AVAILABLE DATA -
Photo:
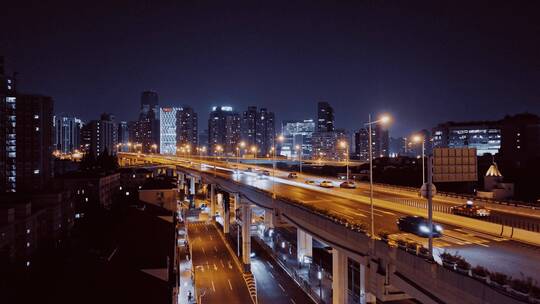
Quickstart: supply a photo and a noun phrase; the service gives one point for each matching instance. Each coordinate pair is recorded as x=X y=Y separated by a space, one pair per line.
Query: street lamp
x=298 y=149
x=385 y=119
x=343 y=144
x=418 y=139
x=280 y=139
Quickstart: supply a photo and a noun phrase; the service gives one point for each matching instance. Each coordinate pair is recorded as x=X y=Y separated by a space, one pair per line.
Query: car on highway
x=326 y=184
x=419 y=226
x=292 y=175
x=471 y=210
x=348 y=185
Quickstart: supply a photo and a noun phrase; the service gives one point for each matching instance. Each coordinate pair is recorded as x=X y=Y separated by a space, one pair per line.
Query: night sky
x=424 y=62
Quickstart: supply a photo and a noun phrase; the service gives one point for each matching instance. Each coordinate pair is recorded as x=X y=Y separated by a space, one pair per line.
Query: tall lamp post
x=343 y=144
x=418 y=139
x=385 y=119
x=279 y=139
x=298 y=149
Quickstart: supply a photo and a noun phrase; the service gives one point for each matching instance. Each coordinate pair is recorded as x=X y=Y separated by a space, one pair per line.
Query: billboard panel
x=454 y=165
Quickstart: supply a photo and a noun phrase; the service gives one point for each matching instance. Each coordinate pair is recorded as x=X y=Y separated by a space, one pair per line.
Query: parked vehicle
x=471 y=210
x=326 y=184
x=348 y=185
x=419 y=226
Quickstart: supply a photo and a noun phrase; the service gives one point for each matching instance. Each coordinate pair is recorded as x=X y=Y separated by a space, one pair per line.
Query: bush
x=480 y=271
x=499 y=278
x=523 y=285
x=384 y=234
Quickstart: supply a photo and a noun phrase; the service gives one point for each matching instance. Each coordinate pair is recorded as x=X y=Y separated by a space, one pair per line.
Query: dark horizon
x=425 y=63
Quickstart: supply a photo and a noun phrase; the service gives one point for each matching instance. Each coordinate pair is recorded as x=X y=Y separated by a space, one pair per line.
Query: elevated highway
x=339 y=217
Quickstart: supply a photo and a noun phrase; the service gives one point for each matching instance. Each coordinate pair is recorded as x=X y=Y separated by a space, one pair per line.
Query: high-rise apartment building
x=148 y=124
x=187 y=127
x=223 y=130
x=325 y=117
x=123 y=136
x=67 y=133
x=485 y=136
x=297 y=138
x=100 y=136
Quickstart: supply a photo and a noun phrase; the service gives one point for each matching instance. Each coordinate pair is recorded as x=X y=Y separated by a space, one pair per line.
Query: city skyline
x=472 y=74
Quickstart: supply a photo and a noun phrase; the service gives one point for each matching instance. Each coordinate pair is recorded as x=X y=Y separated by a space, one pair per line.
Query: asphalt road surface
x=216 y=275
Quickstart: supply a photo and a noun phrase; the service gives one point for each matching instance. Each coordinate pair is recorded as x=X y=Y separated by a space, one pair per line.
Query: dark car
x=419 y=226
x=347 y=185
x=471 y=210
x=293 y=175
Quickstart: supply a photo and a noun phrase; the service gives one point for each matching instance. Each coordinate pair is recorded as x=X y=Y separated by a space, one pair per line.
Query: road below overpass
x=495 y=253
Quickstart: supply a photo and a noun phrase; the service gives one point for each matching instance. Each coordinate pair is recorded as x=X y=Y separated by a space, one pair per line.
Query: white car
x=326 y=184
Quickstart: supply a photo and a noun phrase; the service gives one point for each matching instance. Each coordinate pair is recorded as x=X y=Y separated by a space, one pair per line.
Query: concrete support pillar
x=226 y=213
x=339 y=277
x=213 y=201
x=269 y=219
x=192 y=185
x=246 y=236
x=304 y=244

WRITTEN EXERCISE -
Please duplicate the listing above line for line, starting at its very first line and going on through the line with "x=280 y=139". Leave the pictures out of your copy.

FULL ANSWER -
Photo:
Quickstart: supply a photo and a noun phrase; the service gives one point for each matching instance. Each coordinate pair is recorded as x=X y=Y separated by a space, one pair per line.
Query: street lamp
x=298 y=149
x=385 y=119
x=343 y=144
x=418 y=139
x=280 y=139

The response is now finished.